» EXERCISE INSTRUCTIONS:
**1.** Please explain, in one to three sentences, why rarefish383 says in the chainsaw injury thread that he would "be looking for a new Hotty."
**2.** From the chainsaw injury thread, return the text from "Oh, I almost" up to and including "a girl friend.".

» TEXT PROVIDED:
--- START ---

# don't see this type of chainsaw injury very often......



## chuckwood (Jun 21, 2017)

http://www.chicagotribune.com/subur...ted-murder-charge-tl-0629-20170621-story.html


----------



## SeMoTony (Jun 22, 2017)

chuckwood said:


> http://www.chicagotribune.com/subur...ted-murder-charge-tl-0629-20170621-story.html


See who O'bummer let in?? to stay One drive w/o license in My state = drive no mo


----------



## bikemike (Jun 22, 2017)

Yeah buddy bet that guy won't mess with a married woman again. He deserves everything he got. Guess it could have been worse


----------



## rarefish383 (Jun 23, 2017)

Let's see, married woman, angry, crazy husband? She must be "HOT". Because, there are a lot of really "HOT" women out there looking for a guy, and he picks this one? I don't think any body deserves to be slice and diced with a Stihl, but after the husband made it clear he wasn't happy, I'd be looking for a new Hotty.


----------



## rarefish383 (Jun 23, 2017)

Oh, I almost missed the quip at the end of the report, before the attacker took off, he "stuck him in the groin". He might be looking for a boy friend from here on out, won't be of any use to a girl friend.


----------



## bikemike (Jun 23, 2017)

rarefish383 said:


> Let's see, married woman, angry, crazy husband? She must be "HOT". Because, there are a lot of really "HOT" women out there looking for a guy, and he picks this one? I don't think any body deserves to be slice and diced with a Stihl, but after the husband made it clear he wasn't happy, I'd be looking for a new Hotty.


Ok would letting the husky loose on him be ok. With a stihl chain lol


----------



## rarefish383 (Jun 23, 2017)

K


----------

--- END ---

» DATA:
--- START ---

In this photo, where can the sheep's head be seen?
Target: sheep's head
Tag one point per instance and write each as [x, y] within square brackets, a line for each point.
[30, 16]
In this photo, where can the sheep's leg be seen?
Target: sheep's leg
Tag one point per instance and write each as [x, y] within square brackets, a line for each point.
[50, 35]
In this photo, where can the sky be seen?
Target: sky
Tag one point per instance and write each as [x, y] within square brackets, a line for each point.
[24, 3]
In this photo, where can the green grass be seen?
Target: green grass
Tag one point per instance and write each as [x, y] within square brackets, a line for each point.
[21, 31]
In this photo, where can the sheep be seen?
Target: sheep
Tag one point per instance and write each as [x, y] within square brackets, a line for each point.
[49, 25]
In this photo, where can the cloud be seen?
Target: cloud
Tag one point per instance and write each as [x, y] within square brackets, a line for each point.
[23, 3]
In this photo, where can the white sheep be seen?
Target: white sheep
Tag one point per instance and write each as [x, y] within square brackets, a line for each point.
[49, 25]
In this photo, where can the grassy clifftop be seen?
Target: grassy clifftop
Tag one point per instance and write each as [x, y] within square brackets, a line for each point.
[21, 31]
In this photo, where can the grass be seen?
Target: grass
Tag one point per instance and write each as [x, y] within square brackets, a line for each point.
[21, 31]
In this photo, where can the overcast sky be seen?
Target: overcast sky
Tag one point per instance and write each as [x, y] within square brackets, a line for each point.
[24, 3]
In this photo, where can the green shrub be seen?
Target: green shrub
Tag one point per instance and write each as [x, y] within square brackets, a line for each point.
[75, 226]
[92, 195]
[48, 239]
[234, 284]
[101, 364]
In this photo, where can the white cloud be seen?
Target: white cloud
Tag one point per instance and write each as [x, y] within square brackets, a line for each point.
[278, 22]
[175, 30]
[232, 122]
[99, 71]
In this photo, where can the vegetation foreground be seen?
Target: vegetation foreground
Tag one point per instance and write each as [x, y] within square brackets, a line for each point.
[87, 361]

--- END ---

» THE RESULTS:
**1.** rarefish383 says this because the husband had made it clear he wasn't happy. Once that was clear, rarefish383 would move on to another woman rather than keep pursuing this one.

**2.**
Oh, I almost missed the quip at the end of the report, before the attacker took off, he "stuck him in the groin". He might be looking for a boy friend from here on out, won't be of any use to a girl friend.